> _What this task involves_: Output the passage that opens with the line containing "Mark the horse's" and closes with the line containing "pixel 409 126", both lines included, as a Markdown table with the columns n and Line. Number each line in n, and leave out any blank lines.

[Rows excerpted from a collection]
________

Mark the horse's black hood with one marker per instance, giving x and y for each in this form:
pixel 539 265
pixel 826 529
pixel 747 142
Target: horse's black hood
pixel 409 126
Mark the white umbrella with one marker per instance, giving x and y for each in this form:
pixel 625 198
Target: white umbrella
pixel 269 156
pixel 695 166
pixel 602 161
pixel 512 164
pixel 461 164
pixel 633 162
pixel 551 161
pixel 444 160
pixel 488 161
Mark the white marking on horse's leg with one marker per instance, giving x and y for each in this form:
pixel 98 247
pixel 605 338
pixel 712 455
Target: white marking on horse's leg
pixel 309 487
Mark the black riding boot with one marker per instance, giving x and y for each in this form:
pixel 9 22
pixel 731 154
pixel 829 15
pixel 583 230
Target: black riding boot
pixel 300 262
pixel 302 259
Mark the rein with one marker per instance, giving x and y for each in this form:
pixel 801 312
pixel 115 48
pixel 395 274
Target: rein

________

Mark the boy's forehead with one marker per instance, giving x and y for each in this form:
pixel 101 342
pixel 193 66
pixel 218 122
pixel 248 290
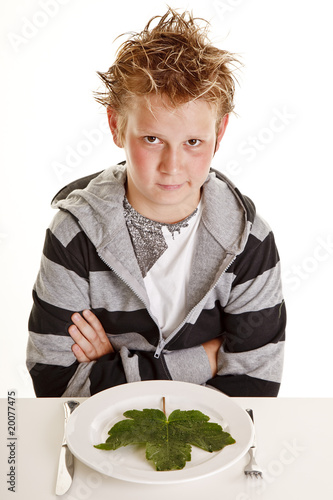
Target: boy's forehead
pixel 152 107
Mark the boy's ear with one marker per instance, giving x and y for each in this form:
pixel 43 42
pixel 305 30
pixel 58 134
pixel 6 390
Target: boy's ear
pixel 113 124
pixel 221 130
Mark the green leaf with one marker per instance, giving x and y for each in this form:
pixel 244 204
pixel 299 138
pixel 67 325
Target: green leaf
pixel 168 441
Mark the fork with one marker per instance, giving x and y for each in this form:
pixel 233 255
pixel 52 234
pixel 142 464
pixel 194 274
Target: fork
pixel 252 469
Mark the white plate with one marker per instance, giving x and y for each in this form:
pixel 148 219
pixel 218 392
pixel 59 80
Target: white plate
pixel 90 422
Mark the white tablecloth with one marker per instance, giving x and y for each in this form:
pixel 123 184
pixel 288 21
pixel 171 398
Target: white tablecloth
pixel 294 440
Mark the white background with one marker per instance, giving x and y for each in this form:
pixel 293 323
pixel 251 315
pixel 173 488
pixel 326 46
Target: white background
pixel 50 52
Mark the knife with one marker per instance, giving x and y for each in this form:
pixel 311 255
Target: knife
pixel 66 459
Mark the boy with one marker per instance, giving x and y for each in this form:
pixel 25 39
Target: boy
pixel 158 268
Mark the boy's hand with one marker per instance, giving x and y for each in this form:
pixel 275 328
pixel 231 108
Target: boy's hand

________

> _Completed task_:
| n | Line |
|---|---|
| 1 | Mark the horse's black hood with one marker per instance, giving x and y for each in this form: |
| 2 | pixel 539 265 |
| 3 | pixel 826 529 |
| 4 | pixel 747 142 |
| 5 | Target: horse's black hood |
| 6 | pixel 409 126 |